=== Records supplied ===
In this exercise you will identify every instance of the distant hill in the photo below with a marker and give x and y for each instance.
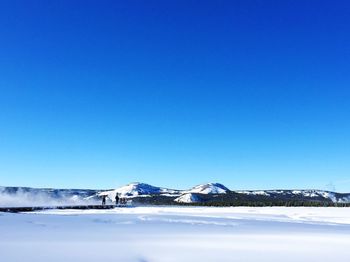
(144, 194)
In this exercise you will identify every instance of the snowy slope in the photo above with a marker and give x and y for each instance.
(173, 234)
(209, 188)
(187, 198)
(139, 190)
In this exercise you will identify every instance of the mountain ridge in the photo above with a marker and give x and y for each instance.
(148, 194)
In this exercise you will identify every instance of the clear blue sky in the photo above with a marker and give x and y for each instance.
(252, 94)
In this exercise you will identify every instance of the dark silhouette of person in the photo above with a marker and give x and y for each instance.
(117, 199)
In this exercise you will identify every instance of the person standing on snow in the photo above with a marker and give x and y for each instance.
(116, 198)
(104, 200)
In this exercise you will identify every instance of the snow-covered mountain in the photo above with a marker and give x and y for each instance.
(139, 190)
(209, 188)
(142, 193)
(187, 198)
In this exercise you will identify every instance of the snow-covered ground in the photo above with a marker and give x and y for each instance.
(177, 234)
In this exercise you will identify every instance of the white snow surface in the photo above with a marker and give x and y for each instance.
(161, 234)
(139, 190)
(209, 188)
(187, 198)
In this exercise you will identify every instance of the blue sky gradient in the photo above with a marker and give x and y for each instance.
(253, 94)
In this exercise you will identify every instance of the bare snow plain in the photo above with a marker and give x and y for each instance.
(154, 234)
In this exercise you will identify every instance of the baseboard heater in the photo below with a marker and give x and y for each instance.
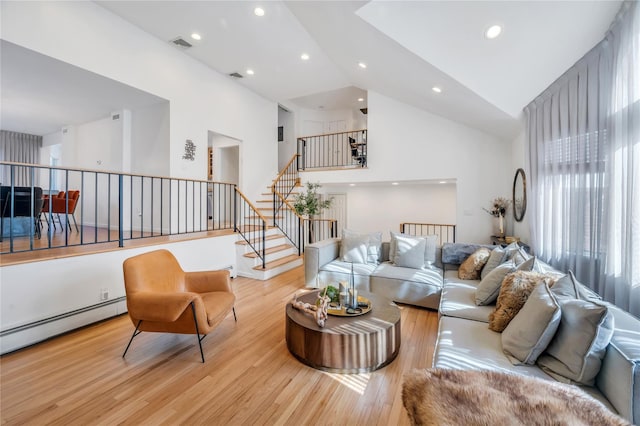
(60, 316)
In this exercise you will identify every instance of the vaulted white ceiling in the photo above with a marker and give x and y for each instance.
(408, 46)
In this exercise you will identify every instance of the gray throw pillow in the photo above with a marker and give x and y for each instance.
===
### Work item
A verbatim copy of the entries, stripped of pictures, should be produced.

### Answer to the exercise
In this exercise you will identify every instance of the distant hill in the photo below with a marker and give x and y for each instance.
(144, 194)
In this exercise you will identify every instance of the snowy slope in the photo above with a marker and give x and y for each instance.
(173, 234)
(209, 188)
(187, 198)
(139, 190)
In this exercise you will identify every instance of the mountain ridge in the photo above with a marker and give x and y for each instance.
(148, 194)
In this exercise you will identify every instance of the clear blue sky in the photo above with a marker and give x and y for each instance.
(252, 94)
In this exercise you will identify every instance of the dark silhouette of person in the photo above with a marker and give x and y for each instance.
(117, 199)
In this exercise you will identify every instance of the person standing on snow in the photo above with a marker and give x and y for each instance.
(116, 198)
(104, 200)
In this exercise you will identify every instance of the snow-covered mountain in the photo above with a marker and give x and y for each instance.
(139, 190)
(209, 188)
(142, 193)
(187, 198)
In this exercise you will identify every instance of the snow-covered ground in the photo above with a marker and give x and y for each instance.
(177, 234)
In this exercise you will identify every instance of the white snow surface in the photo above with a marker and give x and y for each instance.
(161, 234)
(139, 190)
(209, 188)
(187, 198)
In this exercise you will identify every instance of the blue sky gradient in the photo above with a marker and give x and y for each instance.
(253, 94)
In this exercise you will identify every instance of the bare snow plain in the photo above with a marker and give x and y for each instance.
(154, 234)
In this exercise you will identify every instance of the baseboard heater in the photo below with a marker and give x and y for each instance.
(60, 316)
In this exercise you will identify every instance of the vaulted white ceiling in the photo above with a marker and give x and y for each instance.
(408, 46)
In this exercise you will identify every instance of the gray throw pillow in the photo above with a marker and give x and y for each instance.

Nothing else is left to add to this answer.